* Challenge *
Beginning with the line where "Could you give the outline of every instance of the white" appears, retype every remaining line of the data below, both the first and last included.

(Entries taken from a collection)
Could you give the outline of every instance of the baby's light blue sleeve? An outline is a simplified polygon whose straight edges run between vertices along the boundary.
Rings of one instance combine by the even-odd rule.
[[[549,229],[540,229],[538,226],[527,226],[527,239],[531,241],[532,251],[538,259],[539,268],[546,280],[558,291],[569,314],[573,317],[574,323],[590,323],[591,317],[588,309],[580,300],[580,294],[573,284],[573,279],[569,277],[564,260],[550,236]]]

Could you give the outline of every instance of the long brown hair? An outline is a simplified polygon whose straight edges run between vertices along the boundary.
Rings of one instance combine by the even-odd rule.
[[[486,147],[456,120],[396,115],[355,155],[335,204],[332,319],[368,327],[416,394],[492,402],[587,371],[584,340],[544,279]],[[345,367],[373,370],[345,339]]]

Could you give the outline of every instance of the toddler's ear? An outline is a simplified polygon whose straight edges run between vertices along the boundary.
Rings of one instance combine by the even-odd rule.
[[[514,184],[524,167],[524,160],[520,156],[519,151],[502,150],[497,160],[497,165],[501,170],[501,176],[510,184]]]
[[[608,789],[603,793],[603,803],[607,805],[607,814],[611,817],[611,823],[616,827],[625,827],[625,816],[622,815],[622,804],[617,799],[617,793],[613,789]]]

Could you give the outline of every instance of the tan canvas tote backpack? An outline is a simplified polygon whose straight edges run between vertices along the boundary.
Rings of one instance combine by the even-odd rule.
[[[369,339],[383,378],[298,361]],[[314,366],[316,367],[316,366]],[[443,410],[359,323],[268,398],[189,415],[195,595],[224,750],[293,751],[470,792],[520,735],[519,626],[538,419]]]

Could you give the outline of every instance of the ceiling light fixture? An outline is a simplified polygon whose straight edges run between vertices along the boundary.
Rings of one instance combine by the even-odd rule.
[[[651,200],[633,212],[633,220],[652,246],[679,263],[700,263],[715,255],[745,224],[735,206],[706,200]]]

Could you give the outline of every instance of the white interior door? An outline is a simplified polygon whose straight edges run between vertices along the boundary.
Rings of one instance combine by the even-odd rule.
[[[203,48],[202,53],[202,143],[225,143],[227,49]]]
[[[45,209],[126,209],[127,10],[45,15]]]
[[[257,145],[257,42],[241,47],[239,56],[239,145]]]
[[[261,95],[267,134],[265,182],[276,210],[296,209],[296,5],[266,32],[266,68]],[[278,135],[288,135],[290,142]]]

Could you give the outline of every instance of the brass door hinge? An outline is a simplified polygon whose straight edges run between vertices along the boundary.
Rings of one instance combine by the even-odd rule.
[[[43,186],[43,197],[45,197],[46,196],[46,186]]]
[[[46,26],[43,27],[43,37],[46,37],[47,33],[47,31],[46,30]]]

* Output of the exercise *
Could you give the outline of every instance of the white interior door? An outline is a simplified polygon whose straight edges run between vertices along the boundary.
Rings of one instance combine by the even-odd rule.
[[[203,48],[202,53],[202,143],[225,143],[227,49]]]
[[[45,209],[126,209],[127,10],[45,15]]]
[[[257,145],[257,42],[241,47],[239,56],[239,145]]]
[[[261,95],[267,134],[265,182],[276,210],[296,209],[296,5],[266,32],[266,68]],[[278,135],[288,135],[290,142]]]

Could you give the outline of every instance of the brass door hinge? An outline is a simplified polygon whose straight edges run between vertices along the boundary.
Rings of one instance combine by the even-odd rule.
[[[43,186],[43,197],[45,197],[46,196],[46,186]]]
[[[46,26],[43,27],[43,37],[46,37],[47,33],[47,31],[46,30]]]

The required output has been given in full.